Data records:
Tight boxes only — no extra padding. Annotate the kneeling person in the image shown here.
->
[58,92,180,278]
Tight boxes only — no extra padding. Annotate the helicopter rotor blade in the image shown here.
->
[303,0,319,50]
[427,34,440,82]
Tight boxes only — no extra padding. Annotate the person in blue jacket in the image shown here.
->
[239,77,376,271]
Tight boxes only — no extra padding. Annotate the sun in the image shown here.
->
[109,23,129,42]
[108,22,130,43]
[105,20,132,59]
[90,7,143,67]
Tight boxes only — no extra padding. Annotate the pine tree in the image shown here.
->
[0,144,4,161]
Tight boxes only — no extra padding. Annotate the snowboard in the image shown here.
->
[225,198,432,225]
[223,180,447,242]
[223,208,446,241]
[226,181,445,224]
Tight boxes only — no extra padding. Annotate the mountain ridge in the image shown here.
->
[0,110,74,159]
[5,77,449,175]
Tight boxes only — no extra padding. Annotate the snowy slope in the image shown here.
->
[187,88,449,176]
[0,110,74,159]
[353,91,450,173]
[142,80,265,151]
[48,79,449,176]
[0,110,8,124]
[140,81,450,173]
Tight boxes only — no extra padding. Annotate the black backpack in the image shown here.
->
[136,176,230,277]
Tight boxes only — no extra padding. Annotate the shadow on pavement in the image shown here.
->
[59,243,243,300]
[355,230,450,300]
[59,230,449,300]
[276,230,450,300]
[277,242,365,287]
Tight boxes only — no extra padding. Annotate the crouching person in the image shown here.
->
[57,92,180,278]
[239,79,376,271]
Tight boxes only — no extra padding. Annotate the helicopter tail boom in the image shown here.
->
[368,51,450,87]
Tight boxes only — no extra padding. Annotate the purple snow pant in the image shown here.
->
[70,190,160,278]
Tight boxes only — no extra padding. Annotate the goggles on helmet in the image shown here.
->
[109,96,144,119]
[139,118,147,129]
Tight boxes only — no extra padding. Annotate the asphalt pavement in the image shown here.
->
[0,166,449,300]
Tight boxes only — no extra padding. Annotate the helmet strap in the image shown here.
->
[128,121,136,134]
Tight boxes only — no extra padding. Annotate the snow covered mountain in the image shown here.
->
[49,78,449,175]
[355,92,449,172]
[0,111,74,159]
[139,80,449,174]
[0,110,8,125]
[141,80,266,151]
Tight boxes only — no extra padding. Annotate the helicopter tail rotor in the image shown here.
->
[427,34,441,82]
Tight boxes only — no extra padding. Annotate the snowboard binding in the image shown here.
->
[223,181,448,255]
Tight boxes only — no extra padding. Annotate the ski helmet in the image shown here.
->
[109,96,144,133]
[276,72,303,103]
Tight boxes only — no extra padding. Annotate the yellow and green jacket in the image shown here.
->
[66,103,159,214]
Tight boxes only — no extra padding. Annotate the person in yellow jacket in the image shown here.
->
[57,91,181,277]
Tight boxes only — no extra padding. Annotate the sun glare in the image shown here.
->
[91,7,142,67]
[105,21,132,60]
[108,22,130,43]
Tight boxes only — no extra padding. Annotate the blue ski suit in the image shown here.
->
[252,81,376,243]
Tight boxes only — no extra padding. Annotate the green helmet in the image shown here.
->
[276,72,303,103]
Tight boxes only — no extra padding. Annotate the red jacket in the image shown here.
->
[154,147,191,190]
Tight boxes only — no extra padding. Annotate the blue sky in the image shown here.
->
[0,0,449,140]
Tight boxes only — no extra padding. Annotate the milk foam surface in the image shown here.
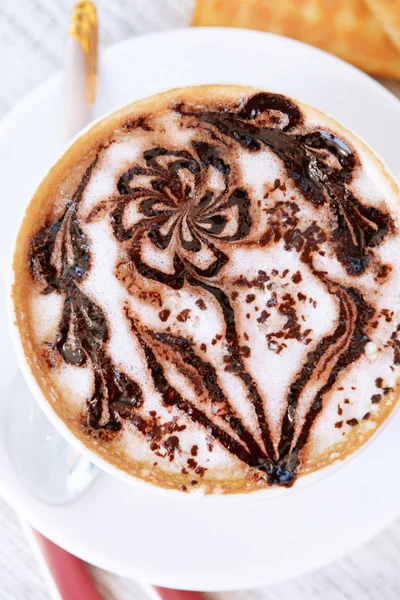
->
[21,90,400,492]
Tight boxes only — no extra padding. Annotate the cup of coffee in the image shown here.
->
[9,85,400,495]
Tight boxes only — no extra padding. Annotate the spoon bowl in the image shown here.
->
[6,373,98,504]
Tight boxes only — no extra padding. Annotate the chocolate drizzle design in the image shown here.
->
[30,160,144,432]
[29,92,394,487]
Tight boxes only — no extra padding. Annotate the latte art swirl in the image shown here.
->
[13,86,400,494]
[111,143,252,283]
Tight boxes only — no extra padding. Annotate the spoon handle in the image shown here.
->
[64,0,98,142]
[25,526,104,600]
[154,587,206,600]
[28,525,206,600]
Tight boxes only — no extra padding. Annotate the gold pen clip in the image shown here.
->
[69,1,98,105]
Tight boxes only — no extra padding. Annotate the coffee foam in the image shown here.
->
[14,87,400,493]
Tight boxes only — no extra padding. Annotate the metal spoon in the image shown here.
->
[6,374,98,504]
[6,1,99,504]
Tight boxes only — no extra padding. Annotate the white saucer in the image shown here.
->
[1,28,400,591]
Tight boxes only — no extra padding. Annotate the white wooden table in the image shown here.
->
[1,1,400,598]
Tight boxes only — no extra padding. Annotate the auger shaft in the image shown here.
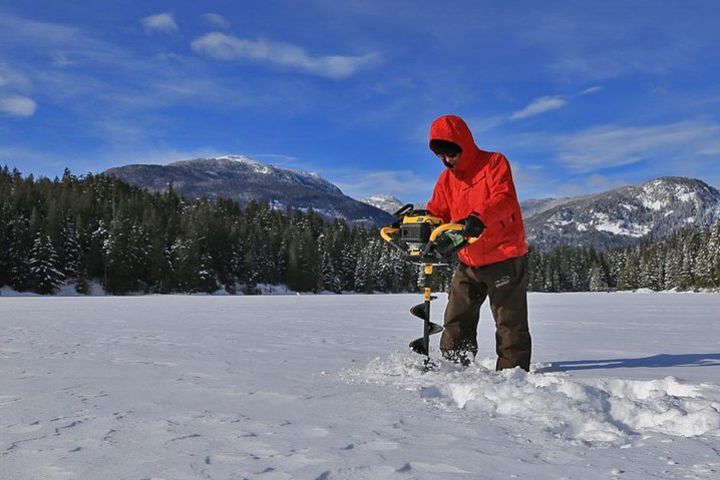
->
[409,264,443,365]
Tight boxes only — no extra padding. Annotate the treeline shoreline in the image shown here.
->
[1,167,718,296]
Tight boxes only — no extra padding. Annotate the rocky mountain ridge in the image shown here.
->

Exercise goal:
Repeat the records above line by line, from the first line through the line that contains "Tight boxes only — no extra padding. Annotate the shadow".

Answer to the problem:
Tight boxes only — no extra padding. Annotate the kneeling person in the image shown here.
->
[58,92,180,278]
Tight boxes only — no extra padding. Annotate the helicopter rotor blade in the image shown here.
->
[303,0,319,50]
[427,34,440,82]
Tight boxes only — no extra padding. Annotate the person in blue jacket in the image shown here.
->
[239,77,376,271]
Tight boxes only — no extra padding. Annotate the sun in the image shown here.
->
[109,23,129,42]
[108,22,130,43]
[105,20,132,59]
[90,7,143,67]
Tight boxes only — no extra padding. Annotate the pine tree in the image shown here.
->
[0,144,4,161]
Tight boxes only — no extra padding. Annotate the snowboard in the image shown here.
->
[225,198,432,225]
[223,180,447,242]
[223,208,446,241]
[226,181,445,224]
Tight boxes only — no extra padding. Annotate the mountain ridge in the image shown here.
->
[0,110,74,159]
[5,77,449,175]
Tight boxes only — no extra padding. Annotate the snowy slope in the image shown here.
->
[187,88,449,176]
[0,110,74,159]
[353,91,450,173]
[142,80,265,151]
[48,79,449,176]
[0,110,8,124]
[140,81,450,173]
Tight boxes only — no extra padding. Annotate the black backpack in the image shown here.
->
[136,176,230,277]
Tight boxes only — no extra padding. Annotate the shadow on pavement in the image shown here.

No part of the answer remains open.